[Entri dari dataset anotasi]

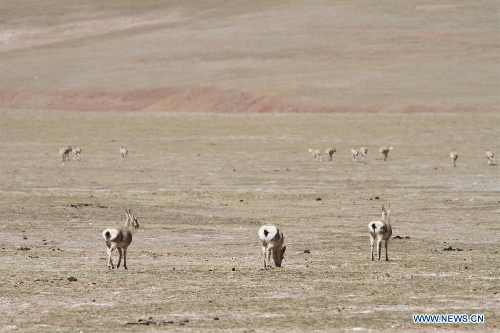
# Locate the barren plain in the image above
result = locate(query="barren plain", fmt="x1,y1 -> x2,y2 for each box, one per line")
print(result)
0,0 -> 500,332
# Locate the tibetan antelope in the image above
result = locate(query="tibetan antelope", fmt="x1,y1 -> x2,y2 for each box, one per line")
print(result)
450,150 -> 458,167
378,146 -> 394,161
368,205 -> 392,261
71,146 -> 82,161
309,148 -> 323,162
102,210 -> 139,269
486,149 -> 495,165
258,225 -> 286,268
359,147 -> 368,162
120,146 -> 128,160
351,148 -> 359,163
59,146 -> 72,162
325,148 -> 337,161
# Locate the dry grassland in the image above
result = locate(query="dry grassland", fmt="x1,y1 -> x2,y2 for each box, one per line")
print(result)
0,110 -> 500,332
0,0 -> 500,332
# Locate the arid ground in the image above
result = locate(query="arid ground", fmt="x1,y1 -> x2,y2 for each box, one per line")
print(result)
0,0 -> 500,332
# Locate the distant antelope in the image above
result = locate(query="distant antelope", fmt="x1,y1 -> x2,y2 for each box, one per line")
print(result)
120,146 -> 128,160
368,205 -> 392,261
378,146 -> 394,161
102,210 -> 139,269
59,146 -> 72,161
309,148 -> 323,162
450,150 -> 458,167
351,148 -> 359,163
325,148 -> 337,161
486,149 -> 495,165
359,147 -> 368,162
71,147 -> 82,161
258,225 -> 286,268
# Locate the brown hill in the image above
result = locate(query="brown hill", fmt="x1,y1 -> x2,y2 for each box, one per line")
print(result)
0,0 -> 500,112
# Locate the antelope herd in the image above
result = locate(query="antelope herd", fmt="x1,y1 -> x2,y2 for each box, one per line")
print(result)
59,145 -> 128,162
53,145 -> 495,269
309,146 -> 496,167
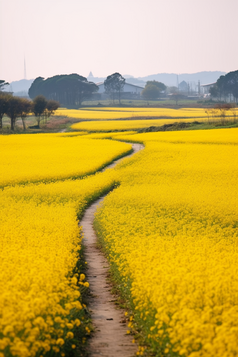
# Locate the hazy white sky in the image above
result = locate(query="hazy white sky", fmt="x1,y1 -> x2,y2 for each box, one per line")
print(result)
0,0 -> 238,81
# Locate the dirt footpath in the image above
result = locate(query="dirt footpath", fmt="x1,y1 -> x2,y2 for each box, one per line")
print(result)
80,144 -> 143,357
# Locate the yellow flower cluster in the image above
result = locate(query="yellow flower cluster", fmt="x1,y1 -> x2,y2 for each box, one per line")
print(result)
95,129 -> 238,357
71,118 -> 207,131
55,107 -> 235,120
0,135 -> 130,357
0,133 -> 130,187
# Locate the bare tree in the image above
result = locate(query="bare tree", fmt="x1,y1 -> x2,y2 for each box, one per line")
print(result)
0,93 -> 9,129
32,95 -> 47,127
19,98 -> 32,131
6,96 -> 22,130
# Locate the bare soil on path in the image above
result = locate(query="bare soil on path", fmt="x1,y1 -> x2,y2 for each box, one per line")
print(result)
80,144 -> 144,357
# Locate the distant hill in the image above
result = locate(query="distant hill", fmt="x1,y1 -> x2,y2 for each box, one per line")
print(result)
5,79 -> 34,95
137,71 -> 226,86
87,71 -> 226,87
5,71 -> 226,95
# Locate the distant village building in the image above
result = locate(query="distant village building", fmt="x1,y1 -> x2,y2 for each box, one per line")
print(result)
179,81 -> 189,93
200,82 -> 216,95
96,82 -> 144,95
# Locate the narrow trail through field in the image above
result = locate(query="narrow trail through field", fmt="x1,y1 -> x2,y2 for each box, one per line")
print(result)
80,143 -> 144,357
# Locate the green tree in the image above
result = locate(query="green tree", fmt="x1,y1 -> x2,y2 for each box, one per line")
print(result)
28,73 -> 98,108
32,95 -> 47,127
45,100 -> 59,123
104,72 -> 126,104
170,92 -> 185,105
141,84 -> 160,100
0,79 -> 9,92
6,96 -> 22,130
19,98 -> 32,131
0,93 -> 9,129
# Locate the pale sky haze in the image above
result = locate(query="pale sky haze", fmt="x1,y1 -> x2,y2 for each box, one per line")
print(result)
0,0 -> 238,82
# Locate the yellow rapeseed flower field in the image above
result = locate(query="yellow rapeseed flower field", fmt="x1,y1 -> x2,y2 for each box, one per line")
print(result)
55,107 -> 238,120
0,126 -> 238,357
0,135 -> 130,357
95,129 -> 238,357
71,118 -> 207,131
0,133 -> 130,187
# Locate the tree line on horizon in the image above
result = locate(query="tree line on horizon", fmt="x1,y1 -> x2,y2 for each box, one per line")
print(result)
0,90 -> 59,131
28,72 -> 169,107
210,70 -> 238,102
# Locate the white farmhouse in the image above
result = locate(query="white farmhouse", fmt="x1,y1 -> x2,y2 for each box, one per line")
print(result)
96,82 -> 144,95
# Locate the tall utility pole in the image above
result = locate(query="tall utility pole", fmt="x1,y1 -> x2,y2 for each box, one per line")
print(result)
24,55 -> 26,79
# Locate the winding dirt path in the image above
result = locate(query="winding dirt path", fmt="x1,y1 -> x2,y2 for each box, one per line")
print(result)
80,143 -> 144,357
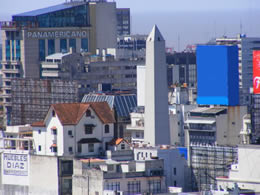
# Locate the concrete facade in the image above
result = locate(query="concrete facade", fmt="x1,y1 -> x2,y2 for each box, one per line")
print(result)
144,26 -> 170,145
217,145 -> 260,193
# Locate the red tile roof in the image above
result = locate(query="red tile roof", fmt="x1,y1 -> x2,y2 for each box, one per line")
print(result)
32,102 -> 116,127
31,121 -> 45,127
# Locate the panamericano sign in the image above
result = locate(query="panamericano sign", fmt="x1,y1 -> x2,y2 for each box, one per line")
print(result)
2,153 -> 28,176
27,31 -> 88,39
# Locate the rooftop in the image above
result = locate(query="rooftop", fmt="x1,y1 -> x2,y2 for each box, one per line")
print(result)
190,107 -> 226,114
14,3 -> 82,17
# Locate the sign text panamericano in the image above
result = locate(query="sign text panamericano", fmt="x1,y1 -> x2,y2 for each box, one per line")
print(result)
27,31 -> 87,39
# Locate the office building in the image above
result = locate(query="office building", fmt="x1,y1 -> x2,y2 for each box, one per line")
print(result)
1,0 -> 117,126
184,106 -> 247,146
188,144 -> 238,191
166,52 -> 197,88
72,159 -> 166,195
116,8 -> 131,35
216,145 -> 260,194
144,25 -> 170,145
197,45 -> 239,106
10,78 -> 78,125
216,34 -> 260,105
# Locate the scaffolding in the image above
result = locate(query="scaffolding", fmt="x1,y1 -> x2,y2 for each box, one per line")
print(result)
11,79 -> 78,125
190,146 -> 237,191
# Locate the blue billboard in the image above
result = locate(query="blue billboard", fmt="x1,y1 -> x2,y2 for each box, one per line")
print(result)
197,45 -> 239,106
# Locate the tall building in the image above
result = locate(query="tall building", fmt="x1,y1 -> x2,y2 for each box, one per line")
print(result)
197,45 -> 239,106
166,52 -> 197,88
144,25 -> 170,145
116,8 -> 131,35
216,34 -> 260,105
1,0 -> 117,126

Tugas latihan → Skalakan ulang bagian data mulai dari baris yang memuat "# Locate the scaffolding in the image above" sampai akhir data, kedua ujungnya termasuk, dan tulis kembali setiap barisnya secara utuh. Kalikan setiap koordinat kotak dalam jawaban dengan 1,5, lalu bulatkan ke bilangan bulat dengan nilai setengah dibulatkan ke atas.

Jawaban latihan →
# Locate the scaffolding in the image above
result = locate(query="scaffolding", fmt="x1,y1 -> x2,y2 for each box, one per line")
print(result)
17,119 -> 117,188
285,219 -> 356,287
# Locate the blue billboard in the image above
result = locate(query="blue billboard", fmt="x1,y1 -> x2,y2 for each box, one per line")
print(result)
296,68 -> 359,159
# Locate the tall building in the image above
result = locate(query="tall building", fmt="x1,y1 -> x2,y2 for each box, one per line")
print(result)
296,68 -> 359,159
249,78 -> 296,132
216,38 -> 255,218
174,12 -> 197,53
324,51 -> 390,158
2,0 -> 176,189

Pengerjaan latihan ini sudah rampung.